STATED GOAL: Pull out every line of the material below that contains the word "curly".

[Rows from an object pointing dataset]
▼

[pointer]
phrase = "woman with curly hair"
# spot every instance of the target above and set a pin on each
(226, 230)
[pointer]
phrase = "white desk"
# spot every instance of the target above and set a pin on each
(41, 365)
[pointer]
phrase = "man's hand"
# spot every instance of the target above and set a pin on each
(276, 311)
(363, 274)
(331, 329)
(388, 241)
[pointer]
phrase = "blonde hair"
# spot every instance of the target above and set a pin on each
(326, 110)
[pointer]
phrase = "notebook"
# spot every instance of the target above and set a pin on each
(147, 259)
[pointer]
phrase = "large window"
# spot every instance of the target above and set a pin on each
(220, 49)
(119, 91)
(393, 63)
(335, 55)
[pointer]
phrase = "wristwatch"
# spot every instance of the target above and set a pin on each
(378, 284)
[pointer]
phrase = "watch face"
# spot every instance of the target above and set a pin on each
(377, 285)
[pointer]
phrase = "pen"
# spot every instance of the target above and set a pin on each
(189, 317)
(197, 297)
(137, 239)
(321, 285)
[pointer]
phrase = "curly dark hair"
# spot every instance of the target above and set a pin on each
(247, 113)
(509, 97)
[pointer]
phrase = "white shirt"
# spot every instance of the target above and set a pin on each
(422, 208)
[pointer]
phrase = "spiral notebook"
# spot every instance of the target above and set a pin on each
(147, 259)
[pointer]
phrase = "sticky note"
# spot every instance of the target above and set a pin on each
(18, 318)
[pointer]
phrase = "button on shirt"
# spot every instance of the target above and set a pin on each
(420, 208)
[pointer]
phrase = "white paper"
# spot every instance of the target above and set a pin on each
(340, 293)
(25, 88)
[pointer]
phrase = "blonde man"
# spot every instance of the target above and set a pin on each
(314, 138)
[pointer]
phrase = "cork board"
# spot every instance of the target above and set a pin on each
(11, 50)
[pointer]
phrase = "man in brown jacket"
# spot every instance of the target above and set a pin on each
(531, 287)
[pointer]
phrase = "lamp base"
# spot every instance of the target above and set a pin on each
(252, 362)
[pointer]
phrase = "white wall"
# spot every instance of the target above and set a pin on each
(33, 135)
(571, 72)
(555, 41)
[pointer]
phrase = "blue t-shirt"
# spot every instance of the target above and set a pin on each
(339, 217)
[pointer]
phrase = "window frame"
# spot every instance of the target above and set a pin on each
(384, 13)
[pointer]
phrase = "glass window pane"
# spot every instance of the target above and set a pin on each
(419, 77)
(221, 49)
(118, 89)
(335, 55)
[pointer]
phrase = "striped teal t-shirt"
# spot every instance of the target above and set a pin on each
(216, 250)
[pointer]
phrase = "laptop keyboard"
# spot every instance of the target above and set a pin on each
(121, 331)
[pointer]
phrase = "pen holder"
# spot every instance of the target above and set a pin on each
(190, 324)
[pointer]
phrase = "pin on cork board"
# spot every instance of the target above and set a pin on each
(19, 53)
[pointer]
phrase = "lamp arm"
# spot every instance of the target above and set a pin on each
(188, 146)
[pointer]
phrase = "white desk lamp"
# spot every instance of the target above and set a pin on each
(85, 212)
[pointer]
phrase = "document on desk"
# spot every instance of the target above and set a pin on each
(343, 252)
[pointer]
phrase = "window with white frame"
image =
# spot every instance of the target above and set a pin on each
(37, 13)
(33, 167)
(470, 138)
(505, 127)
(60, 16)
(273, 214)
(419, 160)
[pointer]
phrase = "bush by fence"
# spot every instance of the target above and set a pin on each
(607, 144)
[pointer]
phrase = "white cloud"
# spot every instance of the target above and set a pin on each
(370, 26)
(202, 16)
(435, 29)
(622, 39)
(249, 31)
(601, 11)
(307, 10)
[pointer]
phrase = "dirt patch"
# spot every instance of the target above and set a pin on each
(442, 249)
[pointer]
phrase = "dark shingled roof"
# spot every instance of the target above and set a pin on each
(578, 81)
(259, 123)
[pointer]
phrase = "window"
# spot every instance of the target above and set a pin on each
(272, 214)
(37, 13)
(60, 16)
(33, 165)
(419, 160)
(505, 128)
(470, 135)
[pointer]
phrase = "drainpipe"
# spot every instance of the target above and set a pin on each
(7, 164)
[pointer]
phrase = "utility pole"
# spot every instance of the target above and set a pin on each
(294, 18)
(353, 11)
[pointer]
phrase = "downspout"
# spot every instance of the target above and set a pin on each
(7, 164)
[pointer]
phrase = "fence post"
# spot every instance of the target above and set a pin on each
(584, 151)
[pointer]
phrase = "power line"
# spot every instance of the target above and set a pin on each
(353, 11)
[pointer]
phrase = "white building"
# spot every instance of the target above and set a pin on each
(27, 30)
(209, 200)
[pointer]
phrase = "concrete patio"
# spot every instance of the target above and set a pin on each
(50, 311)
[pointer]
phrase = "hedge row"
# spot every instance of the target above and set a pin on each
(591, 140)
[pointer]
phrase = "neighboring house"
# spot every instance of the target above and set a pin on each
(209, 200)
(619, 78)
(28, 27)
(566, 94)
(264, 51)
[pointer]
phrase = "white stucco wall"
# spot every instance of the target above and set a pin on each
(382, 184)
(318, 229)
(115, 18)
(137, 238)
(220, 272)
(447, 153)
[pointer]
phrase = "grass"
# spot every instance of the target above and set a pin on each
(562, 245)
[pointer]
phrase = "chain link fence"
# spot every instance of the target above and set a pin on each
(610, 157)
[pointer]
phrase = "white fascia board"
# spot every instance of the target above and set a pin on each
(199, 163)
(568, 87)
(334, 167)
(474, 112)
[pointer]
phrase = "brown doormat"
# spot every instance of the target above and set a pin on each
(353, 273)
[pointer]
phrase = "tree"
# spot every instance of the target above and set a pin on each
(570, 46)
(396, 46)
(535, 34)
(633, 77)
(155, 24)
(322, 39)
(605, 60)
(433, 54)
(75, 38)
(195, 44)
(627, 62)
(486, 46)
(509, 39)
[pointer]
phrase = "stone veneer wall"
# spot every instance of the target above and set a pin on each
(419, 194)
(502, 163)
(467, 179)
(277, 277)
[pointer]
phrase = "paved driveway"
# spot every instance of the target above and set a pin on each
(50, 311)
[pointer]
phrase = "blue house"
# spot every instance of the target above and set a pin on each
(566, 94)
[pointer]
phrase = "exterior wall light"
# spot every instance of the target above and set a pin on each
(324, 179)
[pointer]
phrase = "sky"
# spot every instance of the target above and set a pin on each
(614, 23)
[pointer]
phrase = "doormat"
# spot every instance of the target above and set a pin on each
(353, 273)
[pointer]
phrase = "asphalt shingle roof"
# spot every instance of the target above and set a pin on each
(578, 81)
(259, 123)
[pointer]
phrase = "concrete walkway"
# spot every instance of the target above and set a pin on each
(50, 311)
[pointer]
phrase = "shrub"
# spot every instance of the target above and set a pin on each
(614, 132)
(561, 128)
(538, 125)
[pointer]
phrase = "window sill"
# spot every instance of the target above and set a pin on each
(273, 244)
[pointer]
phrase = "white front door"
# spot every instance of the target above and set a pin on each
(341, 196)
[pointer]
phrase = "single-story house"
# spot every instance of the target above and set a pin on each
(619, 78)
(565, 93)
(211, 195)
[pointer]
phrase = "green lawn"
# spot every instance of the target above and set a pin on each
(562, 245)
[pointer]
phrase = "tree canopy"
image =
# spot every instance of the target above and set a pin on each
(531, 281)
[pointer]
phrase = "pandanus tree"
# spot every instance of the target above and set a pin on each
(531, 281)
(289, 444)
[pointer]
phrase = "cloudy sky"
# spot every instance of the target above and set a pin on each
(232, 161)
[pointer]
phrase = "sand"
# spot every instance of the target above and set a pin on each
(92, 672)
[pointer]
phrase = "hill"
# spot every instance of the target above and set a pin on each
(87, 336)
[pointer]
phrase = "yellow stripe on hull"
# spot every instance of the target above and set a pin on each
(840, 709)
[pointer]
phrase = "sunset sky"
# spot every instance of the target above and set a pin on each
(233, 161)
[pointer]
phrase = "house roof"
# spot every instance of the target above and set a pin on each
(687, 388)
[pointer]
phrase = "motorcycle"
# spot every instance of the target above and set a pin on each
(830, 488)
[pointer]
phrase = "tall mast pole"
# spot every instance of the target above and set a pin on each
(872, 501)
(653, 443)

▲

RESULT FOR THIS EXERCISE:
phrase = "woman with curly hair"
phrase = "curly dark hair"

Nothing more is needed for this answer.